» What you will do: Show each line of the data below that contains the string "headdress", matching its case.

» Excerpted records:
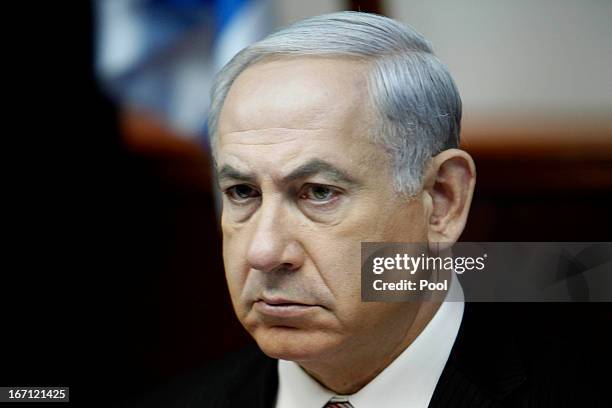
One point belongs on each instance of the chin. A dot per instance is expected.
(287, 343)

...

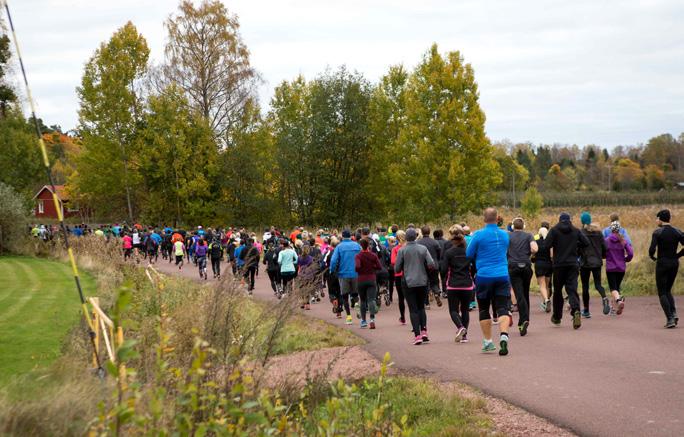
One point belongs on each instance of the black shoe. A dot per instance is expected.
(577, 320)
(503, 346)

==

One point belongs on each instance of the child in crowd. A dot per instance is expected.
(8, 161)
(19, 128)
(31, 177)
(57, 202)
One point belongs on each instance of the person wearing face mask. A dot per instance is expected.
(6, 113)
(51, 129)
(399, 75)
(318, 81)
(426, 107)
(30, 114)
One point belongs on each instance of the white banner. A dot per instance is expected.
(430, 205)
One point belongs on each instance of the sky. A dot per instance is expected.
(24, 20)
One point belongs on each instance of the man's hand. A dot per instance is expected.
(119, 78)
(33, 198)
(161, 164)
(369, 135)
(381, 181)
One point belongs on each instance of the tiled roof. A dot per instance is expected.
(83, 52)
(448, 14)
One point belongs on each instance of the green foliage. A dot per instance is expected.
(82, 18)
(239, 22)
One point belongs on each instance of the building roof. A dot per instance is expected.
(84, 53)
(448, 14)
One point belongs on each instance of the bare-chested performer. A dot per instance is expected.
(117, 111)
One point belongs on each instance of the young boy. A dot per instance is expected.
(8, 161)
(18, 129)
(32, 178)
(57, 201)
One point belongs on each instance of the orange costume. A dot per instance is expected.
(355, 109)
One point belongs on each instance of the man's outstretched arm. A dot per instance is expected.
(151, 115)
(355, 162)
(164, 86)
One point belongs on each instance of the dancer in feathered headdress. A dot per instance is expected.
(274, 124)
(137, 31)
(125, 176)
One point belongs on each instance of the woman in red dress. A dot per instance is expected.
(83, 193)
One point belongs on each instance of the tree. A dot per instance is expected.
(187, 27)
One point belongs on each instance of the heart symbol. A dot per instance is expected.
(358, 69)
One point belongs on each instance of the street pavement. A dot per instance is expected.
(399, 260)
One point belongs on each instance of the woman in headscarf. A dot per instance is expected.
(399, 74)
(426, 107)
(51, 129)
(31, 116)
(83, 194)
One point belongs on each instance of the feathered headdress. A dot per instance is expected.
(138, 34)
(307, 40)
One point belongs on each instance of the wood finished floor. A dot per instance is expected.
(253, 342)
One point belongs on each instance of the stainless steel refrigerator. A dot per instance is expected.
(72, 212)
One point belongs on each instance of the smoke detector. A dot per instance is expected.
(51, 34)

» Answer to the problem:
One point belongs on each instance of the dancer in feathered headdress. A dot per instance is expected.
One point belongs on each instance of the feathered headdress. A dot per instance is expected.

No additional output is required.